La scelta di un Lock Down “a canguro” (saltando cioè dai giorni feriali, con poche limitazioni, alle festività di Natale di Capodanno, quando ogni movimento delle persone sarà assoggettato ai più rigorosi controlli onde evitare il loro accesso negli alberghi e nei locali pubblici, a loro volta privati della possibilità di servire i loro clienti) sta infatti creando agli imprenditori un danno di duplice natura: non poter beneficiare della tradizionale propensione alla spesa che durante le feste i consumatori dimostrano da tempo immemorabile e, contemporaneamente, mandare al macero le derrate alimentari in precedenza acquistate per soddisfare e favorire una tale propensione.

Quel che, infatti, le imprese contestano non è solamente la modalità attraverso la quale le misure sanitarie si manifestano – di per sé sicuramente poco ragionevoli – ma anche i tempi, quasi improvvisi e inaspettati, con cui quelle misure sono state annunciate.

Qualche acuto giornalista ha parlato di mancanza di rispetto, da parte del pubblico potere, verso l’iniziativa economica privata che l’articolo 42 della Costituzione tutela, ma alla scarsità del rispetto verso i diritti dei cittadini – non solo imprenditori – siamo stati abituati ormai da tempo e non solo dal Governo Conte, ma prima di tutto da un Parlamento che approva ormai da anni regole liberticide senza neanche rendersi conto delle conseguenze del proprio voto e poi da uno blocco da una burocrazia che costantemente respinge le regole della trasparenza amministrativa, per non dire dei giudici di ogni ordine e grado che pignolescamente applicano quelle regole in evidente spregio delle garanzie offerte dalla prima parte della Costituzione.

Stavolta però si è esagerato, spingendo quasi alla disperazione le categorie produttive cui quello stesso Governo vuole imporre il gravoso compito di riaccendere i motori dell’economia italiana anche al fine di contenere la voragine del debito pubblico e la risposta non si è fatta attendere, visto che l’unico strumento a disposizione delle vittime di certe scelte irragionevoli si è potuta rinvenire in un’azione collettiva da attivare sia al fine (improbabile) di fermare in tempo utile le conseguenze di quelle scelte, che con l’intento (invece probabilissimo) che il pubblico erario possa ristorare i ricorrenti del danno loro causato dal fermo imposto nonostante le spese per la sicurezza affrontate dai ricorrenti pur di poter continuare le loro rispettive attività.

Questa è infatti, secondo la più attenta giurisprudenza, la Class Action pubblica (da non confondere con quella, omonima, prevista dal Codice del Consumo per difendere una moltitudine di clienti da pratiche commerciali scorrette che si reiterano in modo seriale, la cui competenza spetta al Giudice civile) attraverso la quale un insieme di imprenditori esercenti le medesime attività si rivolgono al Tribunale Amministrativo Regionale del Lazio per ottenere che – previo risarcimento del danno causato dalle misure adottate in precedenza – il Governo ponga fine, d’ora in poi “al comportamento costantemente violativo delle regole imposte dall’ordinamento” (così TAR Lazio, Sez. II Quater, 26 febbraio 2014, n. 2257).

Compiti:
[a] Nel testo sulla Class Action pubblica, a quale tribunale si rivolgono gli imprenditori che esercitano le medesime attività?
[b] Traduci in inglese questa frase del testo sulla Class Action pubblica: "Quel che, infatti, le imprese contestano non è solamente la modalità attraverso la quale le misure sanitarie si manifestano – di per sé sicuramente poco ragionevoli – ma anche i tempi, quasi improvvisi e inaspettati, con cui quelle misure sono state annunciate."
[c] Prosegui il testo sulla Class Action pubblica a partire dal punto in cui si interrompe.

Dati:

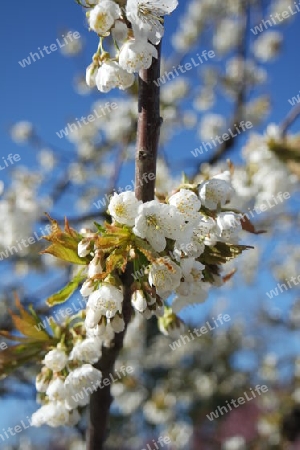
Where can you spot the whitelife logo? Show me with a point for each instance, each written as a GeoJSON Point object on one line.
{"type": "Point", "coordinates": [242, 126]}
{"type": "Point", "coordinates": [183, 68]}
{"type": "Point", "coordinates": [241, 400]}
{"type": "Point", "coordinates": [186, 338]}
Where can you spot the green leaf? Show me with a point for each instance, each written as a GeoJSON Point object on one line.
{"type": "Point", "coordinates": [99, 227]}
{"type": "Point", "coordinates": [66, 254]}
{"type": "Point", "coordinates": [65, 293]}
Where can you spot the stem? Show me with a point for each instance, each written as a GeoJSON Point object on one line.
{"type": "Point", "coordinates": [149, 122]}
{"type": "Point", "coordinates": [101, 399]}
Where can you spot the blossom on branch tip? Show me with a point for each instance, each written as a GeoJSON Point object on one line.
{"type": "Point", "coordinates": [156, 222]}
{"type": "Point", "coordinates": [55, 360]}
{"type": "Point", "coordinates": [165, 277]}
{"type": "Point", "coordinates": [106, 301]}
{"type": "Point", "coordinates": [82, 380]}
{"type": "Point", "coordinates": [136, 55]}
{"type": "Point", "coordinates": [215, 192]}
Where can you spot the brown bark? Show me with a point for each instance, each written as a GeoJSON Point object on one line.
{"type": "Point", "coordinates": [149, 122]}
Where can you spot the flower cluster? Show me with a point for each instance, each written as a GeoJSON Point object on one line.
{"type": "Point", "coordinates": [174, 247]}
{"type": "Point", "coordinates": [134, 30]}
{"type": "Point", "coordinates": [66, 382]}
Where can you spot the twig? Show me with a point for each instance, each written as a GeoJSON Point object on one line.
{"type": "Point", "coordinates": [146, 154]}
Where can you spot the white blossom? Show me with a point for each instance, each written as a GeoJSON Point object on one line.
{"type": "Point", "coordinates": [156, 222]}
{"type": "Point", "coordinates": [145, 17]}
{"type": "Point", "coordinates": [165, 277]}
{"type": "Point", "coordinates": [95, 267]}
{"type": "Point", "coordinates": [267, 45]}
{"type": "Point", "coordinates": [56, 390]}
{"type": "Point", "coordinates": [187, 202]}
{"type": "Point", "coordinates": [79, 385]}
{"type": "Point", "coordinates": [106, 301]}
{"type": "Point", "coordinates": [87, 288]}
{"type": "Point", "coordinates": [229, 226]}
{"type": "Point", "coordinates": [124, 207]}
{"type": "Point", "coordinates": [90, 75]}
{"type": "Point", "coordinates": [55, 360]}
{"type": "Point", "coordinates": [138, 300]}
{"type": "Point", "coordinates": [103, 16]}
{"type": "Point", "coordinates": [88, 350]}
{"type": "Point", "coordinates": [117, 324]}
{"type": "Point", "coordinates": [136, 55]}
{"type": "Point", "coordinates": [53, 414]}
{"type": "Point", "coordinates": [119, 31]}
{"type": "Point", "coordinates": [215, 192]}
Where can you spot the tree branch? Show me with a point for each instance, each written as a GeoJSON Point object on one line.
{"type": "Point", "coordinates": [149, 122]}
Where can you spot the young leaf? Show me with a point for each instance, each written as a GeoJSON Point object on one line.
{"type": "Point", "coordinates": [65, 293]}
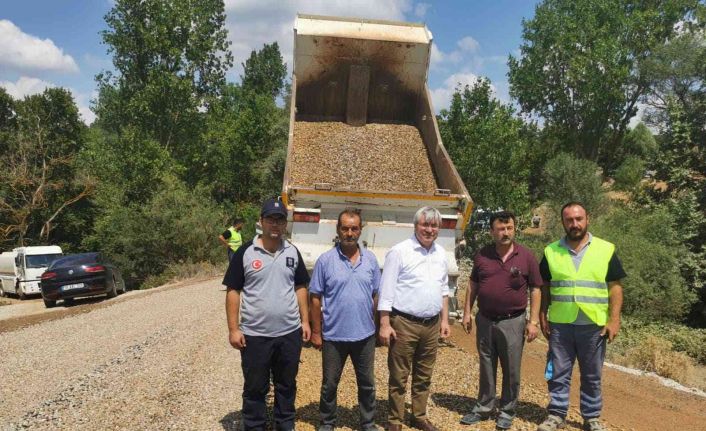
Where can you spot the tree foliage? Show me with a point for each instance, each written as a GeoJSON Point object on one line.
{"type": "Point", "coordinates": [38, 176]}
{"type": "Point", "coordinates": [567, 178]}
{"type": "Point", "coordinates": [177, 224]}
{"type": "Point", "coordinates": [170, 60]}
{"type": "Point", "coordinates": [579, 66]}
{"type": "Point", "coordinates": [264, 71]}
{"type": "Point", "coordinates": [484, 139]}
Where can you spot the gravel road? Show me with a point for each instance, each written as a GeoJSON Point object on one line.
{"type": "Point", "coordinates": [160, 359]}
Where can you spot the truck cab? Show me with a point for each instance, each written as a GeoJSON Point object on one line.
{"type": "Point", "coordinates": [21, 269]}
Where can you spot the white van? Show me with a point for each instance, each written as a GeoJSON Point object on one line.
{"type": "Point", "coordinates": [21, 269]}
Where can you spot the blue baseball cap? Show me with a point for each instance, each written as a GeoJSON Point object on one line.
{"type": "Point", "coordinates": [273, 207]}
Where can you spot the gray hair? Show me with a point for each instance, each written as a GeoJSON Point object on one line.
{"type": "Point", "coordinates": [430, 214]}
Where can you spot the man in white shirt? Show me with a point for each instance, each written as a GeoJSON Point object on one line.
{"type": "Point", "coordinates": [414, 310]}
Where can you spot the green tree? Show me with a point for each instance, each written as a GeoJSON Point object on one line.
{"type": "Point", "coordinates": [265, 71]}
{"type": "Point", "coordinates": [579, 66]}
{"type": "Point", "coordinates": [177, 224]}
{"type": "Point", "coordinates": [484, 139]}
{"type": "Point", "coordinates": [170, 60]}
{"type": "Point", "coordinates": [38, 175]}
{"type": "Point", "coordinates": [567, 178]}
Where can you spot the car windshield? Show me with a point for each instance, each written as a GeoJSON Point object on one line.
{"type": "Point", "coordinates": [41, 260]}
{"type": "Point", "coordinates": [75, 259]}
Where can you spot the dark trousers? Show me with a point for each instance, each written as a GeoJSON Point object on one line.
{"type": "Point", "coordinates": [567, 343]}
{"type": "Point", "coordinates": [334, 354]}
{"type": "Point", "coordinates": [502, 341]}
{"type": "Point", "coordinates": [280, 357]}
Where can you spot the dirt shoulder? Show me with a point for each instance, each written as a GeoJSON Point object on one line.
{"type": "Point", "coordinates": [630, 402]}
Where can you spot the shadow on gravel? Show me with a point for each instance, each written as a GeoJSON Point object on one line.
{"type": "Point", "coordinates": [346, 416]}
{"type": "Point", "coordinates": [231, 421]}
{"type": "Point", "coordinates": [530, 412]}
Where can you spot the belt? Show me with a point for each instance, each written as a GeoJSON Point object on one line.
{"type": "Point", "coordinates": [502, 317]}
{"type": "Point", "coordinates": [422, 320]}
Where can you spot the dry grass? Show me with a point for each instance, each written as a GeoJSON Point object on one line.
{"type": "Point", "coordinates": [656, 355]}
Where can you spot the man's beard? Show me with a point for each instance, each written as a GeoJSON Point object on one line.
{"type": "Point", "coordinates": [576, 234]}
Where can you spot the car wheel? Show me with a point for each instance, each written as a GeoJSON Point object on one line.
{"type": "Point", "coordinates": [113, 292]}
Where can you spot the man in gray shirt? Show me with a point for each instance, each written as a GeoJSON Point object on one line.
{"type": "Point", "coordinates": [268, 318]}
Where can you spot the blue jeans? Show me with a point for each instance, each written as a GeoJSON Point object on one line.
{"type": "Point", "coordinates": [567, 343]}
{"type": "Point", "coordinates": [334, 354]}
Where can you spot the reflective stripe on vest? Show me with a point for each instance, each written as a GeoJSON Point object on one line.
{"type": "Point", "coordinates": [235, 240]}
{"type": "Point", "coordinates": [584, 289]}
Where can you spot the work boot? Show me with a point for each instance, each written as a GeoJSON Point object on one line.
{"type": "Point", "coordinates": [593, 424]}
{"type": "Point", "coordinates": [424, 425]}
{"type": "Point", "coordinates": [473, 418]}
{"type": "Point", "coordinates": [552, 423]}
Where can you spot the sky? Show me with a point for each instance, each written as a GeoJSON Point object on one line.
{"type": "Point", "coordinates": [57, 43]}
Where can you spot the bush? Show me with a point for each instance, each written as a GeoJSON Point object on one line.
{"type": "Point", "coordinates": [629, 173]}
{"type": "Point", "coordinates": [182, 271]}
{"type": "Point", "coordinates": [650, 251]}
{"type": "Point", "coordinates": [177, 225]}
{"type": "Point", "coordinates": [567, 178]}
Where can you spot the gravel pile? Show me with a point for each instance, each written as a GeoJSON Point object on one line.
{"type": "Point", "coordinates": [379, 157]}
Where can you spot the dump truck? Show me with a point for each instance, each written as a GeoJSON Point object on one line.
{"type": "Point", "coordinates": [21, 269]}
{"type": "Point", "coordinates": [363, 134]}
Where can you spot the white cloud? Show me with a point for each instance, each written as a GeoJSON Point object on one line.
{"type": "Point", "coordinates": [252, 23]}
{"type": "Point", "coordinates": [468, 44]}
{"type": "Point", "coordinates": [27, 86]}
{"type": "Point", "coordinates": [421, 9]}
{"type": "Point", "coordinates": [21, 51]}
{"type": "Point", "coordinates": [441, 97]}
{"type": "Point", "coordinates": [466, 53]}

Risposte ai compiti:
[a] Al Tribunale Amministrativo Regionale del Lazio.

[b] What businesses are in fact contesting is not only the way in which the health measures take shape – in themselves certainly hardly reasonable – but also the timing, almost sudden and unexpected, with which those measures were announced.

[c]
Attraverso un simile ricorso si pretende dunque dal giudice amministrativo l’emanazione di un provvedimento giudiziale particolarmente penetrante complesso nella sua attuazione da parte dello stesso governo e l’esperibile vita di un simile ricorso non può essere impedita neanche dalla circostanza per cui le misure impugnate vengano adottate in regime di emergenza.

Aggiungo che la legittimazione e l’interesse ad agire in questo tipo di class action vanno riconosciuti alle associazioni degli imprenditori (e dei lavoratori autonomi) che dimostrino di possedere sufficienti radici di rappresentatività degli interessi diffusi di quelle particolari categorie di operatori che si ritengano colpite da misure che – in astratto giustificabili – si rivelino, per le modalità attraverso le quali vengono poste in essere, oggettivamente irragionevoli come appunto accade a proposito delle chiusure imposte in occasione delle festività dei prossimi giorni.

Ovviamente non si tratta di stendere un ricorso semplice, anche perché la legge che lo disciplina impone la previa adozione di una diffida ed occorre dunque ben calibrare i rapporti fra quest’ultima e la richiesta al giudice di emanare una sentenza a contenuto risarcitorio e prescrittivo nei confronti del Governo.

I giorni delle Feste si trasformino dunque in giornate di lavoro per i diversi Studi legali che cui sia domandato di redigere gli atti necessari a depositare il prima possibile i relativi ricorsi: il Lock Down non si applica infatti a Questi ultimi, per precetto europeo che neanche il nostro Governo ha avuto la forza di violare.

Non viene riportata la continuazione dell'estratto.